## PROVIDED RECORDS
━━━━━━

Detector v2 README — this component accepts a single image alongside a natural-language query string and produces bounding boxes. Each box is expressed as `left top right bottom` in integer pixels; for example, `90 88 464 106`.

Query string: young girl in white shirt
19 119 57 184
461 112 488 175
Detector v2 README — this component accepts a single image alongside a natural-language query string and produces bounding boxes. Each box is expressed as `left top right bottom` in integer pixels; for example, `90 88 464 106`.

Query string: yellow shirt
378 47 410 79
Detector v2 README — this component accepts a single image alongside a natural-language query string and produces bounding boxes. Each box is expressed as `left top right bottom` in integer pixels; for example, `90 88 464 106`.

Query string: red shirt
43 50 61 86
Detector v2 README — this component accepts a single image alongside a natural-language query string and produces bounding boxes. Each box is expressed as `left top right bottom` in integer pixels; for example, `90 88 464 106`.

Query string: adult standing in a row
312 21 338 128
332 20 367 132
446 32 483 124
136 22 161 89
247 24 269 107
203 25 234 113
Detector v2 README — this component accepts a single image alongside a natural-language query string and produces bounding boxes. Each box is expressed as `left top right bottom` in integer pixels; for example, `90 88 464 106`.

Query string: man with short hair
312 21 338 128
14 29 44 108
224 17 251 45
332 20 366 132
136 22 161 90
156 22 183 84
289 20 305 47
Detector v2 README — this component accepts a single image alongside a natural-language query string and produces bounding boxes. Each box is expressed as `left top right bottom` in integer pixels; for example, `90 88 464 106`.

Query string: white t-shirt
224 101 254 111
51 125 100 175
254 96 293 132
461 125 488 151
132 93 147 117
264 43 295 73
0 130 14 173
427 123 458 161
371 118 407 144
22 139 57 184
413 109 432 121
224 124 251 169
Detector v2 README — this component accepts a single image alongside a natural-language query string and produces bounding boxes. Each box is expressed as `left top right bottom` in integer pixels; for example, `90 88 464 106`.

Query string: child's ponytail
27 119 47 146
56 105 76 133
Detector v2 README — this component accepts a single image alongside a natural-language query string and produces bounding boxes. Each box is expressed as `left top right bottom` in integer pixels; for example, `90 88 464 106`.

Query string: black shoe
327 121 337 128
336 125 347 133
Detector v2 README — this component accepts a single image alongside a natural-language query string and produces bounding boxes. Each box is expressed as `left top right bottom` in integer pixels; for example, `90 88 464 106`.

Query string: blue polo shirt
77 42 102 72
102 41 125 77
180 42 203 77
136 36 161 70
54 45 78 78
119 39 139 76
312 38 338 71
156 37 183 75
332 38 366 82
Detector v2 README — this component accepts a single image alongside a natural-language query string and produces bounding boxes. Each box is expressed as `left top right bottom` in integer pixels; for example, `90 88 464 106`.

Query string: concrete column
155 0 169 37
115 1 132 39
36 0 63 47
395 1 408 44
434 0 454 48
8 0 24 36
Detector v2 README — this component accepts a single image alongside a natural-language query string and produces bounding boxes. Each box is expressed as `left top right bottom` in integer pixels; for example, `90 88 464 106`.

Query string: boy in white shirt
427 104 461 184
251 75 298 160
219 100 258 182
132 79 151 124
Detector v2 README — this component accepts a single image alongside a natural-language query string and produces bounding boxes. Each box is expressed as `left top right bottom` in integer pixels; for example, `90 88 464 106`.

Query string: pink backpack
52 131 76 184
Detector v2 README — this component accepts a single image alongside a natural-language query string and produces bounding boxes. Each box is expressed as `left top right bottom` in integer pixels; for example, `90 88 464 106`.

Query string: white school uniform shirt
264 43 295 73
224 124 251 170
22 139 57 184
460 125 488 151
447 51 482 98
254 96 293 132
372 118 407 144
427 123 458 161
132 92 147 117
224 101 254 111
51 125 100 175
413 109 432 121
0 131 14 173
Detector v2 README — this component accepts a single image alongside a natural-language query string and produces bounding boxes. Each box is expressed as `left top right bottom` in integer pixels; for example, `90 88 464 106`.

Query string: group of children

━━━━━━

## WRITTEN INSTRUCTION
Convert the stretch from the first line of the rows through the line containing "461 112 488 175" into a JSON array of strings, with one string per line and blank lines omitted.

## ANSWER FOR THE TASK
[
  "Detector v2 README — this component accepts a single image alongside a natural-language query string and produces bounding boxes. Each box is expressed as `left top right bottom` in integer pixels; for example, `90 88 464 106`.",
  "Query string: young girl in white shirt",
  "19 119 57 184",
  "461 112 488 175"
]